Please repeat the data in full, character for character.

[Dataset items]
:::

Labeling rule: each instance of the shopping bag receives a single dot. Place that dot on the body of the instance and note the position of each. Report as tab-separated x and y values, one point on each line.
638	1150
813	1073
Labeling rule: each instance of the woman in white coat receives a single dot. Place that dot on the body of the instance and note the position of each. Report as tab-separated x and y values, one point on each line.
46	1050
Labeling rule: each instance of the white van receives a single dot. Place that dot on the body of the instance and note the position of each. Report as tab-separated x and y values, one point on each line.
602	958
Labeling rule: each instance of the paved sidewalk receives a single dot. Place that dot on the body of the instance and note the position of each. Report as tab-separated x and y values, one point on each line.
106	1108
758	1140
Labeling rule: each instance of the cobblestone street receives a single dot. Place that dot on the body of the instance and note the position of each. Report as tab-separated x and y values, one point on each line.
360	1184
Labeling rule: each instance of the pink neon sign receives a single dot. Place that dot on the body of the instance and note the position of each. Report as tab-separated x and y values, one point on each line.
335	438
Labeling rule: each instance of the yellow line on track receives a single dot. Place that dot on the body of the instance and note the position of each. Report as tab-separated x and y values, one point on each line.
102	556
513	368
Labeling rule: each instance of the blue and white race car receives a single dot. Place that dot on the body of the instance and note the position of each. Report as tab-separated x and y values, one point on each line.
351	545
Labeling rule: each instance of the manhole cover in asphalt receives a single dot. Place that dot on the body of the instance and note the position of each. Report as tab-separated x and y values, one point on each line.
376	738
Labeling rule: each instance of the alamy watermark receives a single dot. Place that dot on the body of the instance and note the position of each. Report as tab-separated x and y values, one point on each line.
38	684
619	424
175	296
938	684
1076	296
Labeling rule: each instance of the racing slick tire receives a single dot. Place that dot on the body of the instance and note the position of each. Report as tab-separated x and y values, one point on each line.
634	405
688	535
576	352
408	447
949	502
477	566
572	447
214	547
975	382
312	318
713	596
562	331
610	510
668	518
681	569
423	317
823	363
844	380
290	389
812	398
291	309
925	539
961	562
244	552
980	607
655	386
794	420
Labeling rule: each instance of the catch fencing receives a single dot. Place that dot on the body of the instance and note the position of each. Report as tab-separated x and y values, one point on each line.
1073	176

:::

• Response:
Labeling rule: each instance of the shopping bag receives a single dot. Place that dot on the body of the instance and note the position of each. Report as tab-separated x and y values, one point on each line.
638	1150
813	1073
Labeling rule: each instance of the woman in white coat receives a single dot. Place that dot on the body of the instance and note the position of each. Report as tab-separated x and y values, one point on each line.
46	1050
Labeling rule: each instance of the white van receives a single dot. Place that dot on the body of the instance and note the position of each. Report as tab-separated x and y values, one point on each line.
602	958
Labeling rule: each instance of the paved sidewalk receives a single dot. Place that dot on the body of the instance and note the position of each. Report as tab-separated x and y values, one point on each line.
106	1108
758	1140
Labeling rule: each instance of the cobblestone street receives a single dot. Place that dot on the body of the instance and note the position of each. Report as tab-separated x and y values, one point on each line.
360	1184
Labeling rule: each instance of the pink neon sign receives a single dot. Place that dot on the body of the instance and note the position of each. Report as tab-separated x and y values, one point on each line.
335	438
Labeling rule: each instance of the yellow line on track receives a single dot. Place that dot on the body of the instance and note the position of each. Report as tab-separated x and y values, one point on each line.
102	556
513	368
Labeling rule: each instance of the blue and white race car receives a single dot. Place that dot on the body of the instance and note the position of each. Report as tab-separated x and y values, one point on each line.
351	545
Labeling rule: each instance of the manhole cover in asphalt receives a single dot. Place that dot on the body of the instance and note the position of each. Report as tab-separated x and y values, one point on each line.
376	738
Labeling rule: each instance of the alamy watermark receives a single dot. Place that dot on the body of the instance and note the position of each. Report as tab-separated x and y values, one point on each line.
38	684
619	424
175	296
938	684
1076	296
Labeling rule: each instance of the racing slick tire receives a single dot. Place that dot on the body of the instance and note the position of each. Report as tab-separated x and y values, one point on each line.
634	405
688	535
576	352
408	447
949	502
477	566
572	447
214	547
975	382
312	318
713	596
562	331
610	510
668	518
681	569
423	317
823	363
844	380
290	389
812	398
291	309
925	539
961	562
244	552
980	607
655	386
794	420
Labeling rule: each instance of the catch fencing receives a single dot. Place that dot on the body of the instance and note the position of each. Report as tab-separated x and y values, one point on each line.
1073	176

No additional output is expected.